= Passage shown =
○ ○ ○

1.In autumn it is better to mulch over vacant beds without cultivating them first.

2.Fallen leaves do a great job of protecting soil from the ravages of winter. But many other mulch materials work just fine, including wood chips – an increasingly popular mulch material in gardens with soil that has already been improved for several seasons.

3. Grow winter green manures. Many cold-hardy plants that make great winter green manures which are specialists at protecting the soil from erosion through winter, all the while developing huge root systems that increase soil organic matter content. When cut back to the ground in spring, winter green manures like hairy vetch or winter peas leave behind nodules of nitrogen, ready for use by the next crop.

4. Beds that will sit vacant until spring can be heaped up with compost (again without cultivating them first), and then covered with an old blanket or carpet. In this way, the bed benefits from a deep layer of compost at the surface, which is further enhanced by a cover which moderates how much moisture reaches the compost and soil below and cushions the bed, which reduces compaction caused by pounding rain.

2. Look after hedgehogs

Depending on the temperature, hedgehogs will hibernate from November through to March or April. During hibernation, a hedgehog’s body temperature can fall to less than 10°C, its heart slows to fewer than 20 beats a minute and it virtually stops breathing.  

Hedgehogs build nests for hibernation under leaves or structures such as sheds or, unfortunately bonfires which is why it is essential to check before lighting.

○ ○ ○

= Short problem 1 =
Answer from the passage on autumn garden care:
(a) What can cover a bed after it has been heaped up with compost?
(b) Which two winter green manures are named?
(c) How low can a hedgehog's body temperature fall during hibernation?

○ ○ ○

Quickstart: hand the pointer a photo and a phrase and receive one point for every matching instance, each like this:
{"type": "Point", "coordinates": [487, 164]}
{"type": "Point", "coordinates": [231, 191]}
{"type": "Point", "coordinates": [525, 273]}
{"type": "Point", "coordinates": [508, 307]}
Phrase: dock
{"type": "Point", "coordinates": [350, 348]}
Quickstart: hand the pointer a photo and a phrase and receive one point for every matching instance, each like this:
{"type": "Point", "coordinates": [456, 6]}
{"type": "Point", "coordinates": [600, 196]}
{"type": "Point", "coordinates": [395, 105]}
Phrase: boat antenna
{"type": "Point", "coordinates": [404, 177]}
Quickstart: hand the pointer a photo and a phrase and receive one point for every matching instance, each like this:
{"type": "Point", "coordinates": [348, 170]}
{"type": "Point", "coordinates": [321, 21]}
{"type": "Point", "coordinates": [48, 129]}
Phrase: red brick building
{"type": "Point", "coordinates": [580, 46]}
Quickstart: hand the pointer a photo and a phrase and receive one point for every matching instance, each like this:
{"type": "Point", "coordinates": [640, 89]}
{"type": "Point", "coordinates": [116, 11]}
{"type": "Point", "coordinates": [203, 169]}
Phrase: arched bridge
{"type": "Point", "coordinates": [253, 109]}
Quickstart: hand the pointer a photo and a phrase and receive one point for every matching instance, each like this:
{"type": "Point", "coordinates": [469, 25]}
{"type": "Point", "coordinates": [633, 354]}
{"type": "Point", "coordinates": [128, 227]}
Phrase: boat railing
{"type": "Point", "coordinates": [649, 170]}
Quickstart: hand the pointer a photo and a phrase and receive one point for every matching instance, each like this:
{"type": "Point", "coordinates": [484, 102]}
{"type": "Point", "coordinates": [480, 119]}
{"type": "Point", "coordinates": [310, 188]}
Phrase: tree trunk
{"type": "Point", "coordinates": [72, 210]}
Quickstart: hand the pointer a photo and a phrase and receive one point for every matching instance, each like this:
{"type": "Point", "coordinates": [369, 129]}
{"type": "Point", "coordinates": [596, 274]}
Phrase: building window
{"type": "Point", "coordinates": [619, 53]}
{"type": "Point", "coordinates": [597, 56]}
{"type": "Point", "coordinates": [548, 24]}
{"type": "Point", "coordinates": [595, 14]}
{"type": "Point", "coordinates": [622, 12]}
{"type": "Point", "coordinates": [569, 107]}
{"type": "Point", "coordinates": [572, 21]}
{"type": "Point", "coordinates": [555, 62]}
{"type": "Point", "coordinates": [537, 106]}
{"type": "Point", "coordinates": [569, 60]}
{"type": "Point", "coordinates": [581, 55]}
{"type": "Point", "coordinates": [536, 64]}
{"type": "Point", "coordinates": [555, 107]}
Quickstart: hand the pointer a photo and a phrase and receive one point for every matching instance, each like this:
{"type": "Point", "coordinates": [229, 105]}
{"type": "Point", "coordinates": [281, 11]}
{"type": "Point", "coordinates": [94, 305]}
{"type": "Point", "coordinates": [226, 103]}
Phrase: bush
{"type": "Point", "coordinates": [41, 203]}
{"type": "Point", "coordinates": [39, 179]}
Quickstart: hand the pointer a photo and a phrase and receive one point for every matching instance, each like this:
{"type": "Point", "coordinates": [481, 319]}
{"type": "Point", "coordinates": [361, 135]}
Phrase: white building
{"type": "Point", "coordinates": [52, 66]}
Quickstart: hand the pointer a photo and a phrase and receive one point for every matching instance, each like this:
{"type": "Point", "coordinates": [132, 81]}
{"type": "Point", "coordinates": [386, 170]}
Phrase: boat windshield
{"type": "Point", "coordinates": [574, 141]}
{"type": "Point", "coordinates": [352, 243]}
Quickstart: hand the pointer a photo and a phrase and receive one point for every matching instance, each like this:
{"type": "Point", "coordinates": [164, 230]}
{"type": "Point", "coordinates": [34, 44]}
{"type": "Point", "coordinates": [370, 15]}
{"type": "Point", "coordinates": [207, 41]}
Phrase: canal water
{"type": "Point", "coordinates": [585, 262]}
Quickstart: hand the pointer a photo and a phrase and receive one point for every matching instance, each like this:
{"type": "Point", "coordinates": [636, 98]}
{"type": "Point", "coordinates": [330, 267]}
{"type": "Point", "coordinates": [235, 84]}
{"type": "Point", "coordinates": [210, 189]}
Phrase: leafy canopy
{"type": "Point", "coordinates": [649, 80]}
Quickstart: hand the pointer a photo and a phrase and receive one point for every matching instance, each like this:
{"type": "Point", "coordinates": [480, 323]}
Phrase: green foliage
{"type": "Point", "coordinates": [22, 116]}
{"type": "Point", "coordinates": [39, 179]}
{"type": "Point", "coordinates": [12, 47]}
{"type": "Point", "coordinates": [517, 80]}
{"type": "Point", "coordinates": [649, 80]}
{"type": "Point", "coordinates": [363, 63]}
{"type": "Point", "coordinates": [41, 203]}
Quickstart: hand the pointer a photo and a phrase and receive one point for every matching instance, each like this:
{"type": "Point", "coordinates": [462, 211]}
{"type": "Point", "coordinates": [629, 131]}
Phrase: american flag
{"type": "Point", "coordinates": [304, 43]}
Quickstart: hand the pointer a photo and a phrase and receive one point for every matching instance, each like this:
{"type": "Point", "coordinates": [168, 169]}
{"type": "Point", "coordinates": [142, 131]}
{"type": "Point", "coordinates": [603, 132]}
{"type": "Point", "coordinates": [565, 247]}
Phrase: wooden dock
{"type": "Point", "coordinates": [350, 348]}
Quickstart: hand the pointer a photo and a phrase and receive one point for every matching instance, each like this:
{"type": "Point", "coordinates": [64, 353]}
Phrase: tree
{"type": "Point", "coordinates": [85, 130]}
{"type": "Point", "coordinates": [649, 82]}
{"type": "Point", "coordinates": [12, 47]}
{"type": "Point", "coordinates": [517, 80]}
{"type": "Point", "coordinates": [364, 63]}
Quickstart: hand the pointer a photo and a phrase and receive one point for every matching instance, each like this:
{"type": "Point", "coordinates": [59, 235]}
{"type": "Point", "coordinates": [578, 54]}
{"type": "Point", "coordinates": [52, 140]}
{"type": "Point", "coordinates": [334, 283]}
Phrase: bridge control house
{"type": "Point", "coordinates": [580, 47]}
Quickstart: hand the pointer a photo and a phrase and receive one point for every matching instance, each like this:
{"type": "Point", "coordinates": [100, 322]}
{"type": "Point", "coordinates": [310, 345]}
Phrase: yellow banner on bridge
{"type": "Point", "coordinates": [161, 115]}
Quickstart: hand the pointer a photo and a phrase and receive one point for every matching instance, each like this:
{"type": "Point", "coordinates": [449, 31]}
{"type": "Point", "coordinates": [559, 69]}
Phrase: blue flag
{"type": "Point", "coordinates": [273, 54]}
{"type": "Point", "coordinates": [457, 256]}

○ ○ ○

= Short problem 2 =
Count the lines of the entries that contain the string "flag", with case counting, and give only the number.

= Written response 1 =
(a) An old blanket or carpet.
(b) Hairy vetch and winter peas.
(c) To less than 10°C.

= Written response 2 =
2